[Rows for bounding box labeling]
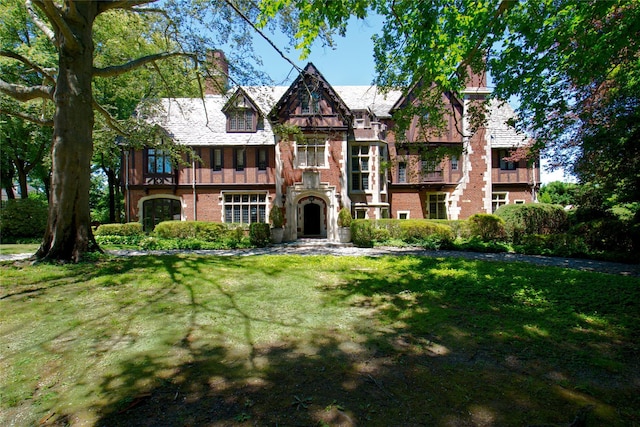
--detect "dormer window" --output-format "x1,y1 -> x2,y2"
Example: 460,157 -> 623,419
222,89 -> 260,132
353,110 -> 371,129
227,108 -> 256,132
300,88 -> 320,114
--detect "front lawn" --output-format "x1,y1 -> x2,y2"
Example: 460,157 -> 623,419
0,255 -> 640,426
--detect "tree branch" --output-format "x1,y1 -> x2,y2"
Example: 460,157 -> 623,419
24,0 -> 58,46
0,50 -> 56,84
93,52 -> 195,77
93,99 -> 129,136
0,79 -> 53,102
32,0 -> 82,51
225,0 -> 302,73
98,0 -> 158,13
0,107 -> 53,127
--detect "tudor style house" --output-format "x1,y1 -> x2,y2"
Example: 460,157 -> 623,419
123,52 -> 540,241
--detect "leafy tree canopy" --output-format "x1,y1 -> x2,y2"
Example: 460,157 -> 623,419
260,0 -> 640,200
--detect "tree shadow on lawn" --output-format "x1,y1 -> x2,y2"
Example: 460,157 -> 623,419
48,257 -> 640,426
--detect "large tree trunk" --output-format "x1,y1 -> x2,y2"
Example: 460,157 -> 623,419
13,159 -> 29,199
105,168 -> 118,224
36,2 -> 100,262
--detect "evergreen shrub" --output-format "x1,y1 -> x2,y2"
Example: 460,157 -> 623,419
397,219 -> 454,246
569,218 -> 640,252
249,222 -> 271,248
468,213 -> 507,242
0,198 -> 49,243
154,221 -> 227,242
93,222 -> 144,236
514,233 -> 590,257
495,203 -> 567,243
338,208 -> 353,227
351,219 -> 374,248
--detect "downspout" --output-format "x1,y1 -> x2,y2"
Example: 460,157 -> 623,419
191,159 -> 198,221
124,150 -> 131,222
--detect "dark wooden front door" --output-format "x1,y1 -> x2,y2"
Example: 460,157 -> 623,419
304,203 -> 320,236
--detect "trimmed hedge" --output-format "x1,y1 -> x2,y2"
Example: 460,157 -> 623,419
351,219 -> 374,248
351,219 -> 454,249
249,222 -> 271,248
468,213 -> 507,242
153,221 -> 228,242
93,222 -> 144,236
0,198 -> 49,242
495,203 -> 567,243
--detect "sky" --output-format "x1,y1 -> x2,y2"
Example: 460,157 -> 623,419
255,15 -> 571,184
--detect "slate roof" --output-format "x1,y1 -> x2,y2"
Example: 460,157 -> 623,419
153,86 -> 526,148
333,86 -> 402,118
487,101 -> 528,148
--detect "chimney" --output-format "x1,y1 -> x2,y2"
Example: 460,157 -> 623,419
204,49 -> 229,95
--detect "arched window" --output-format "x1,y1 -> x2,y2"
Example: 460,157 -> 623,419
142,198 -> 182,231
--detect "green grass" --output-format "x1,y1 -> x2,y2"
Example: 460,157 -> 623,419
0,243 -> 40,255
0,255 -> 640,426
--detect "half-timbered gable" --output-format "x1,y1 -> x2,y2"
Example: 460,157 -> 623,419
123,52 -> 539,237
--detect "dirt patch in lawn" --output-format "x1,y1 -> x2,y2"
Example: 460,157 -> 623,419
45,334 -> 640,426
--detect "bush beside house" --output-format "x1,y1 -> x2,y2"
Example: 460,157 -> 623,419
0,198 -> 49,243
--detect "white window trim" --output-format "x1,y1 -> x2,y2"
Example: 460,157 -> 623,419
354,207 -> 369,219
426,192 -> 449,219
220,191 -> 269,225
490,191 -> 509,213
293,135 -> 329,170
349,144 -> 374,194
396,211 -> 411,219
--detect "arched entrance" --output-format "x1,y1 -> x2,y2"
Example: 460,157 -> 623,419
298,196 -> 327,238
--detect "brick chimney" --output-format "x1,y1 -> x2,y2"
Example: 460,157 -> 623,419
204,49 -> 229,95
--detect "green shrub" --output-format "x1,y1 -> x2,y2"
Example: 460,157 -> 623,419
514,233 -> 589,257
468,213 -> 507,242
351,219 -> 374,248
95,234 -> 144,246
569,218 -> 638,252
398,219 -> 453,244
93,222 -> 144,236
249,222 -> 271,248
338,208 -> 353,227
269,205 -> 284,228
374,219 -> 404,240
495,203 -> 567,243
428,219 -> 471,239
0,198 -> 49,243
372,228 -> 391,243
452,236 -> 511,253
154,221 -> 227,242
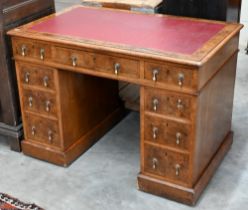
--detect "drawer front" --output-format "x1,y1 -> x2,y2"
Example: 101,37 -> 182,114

Task directions — Select every row above that contains the string "shrub" and copy each one in full. Matches are case-sensitive.

Solution —
--detect "evergreen shrub" --output-format "x1,y1 -> x2,y2"
--detect "green shrub" --output-format "x1,y1 -> x2,y2"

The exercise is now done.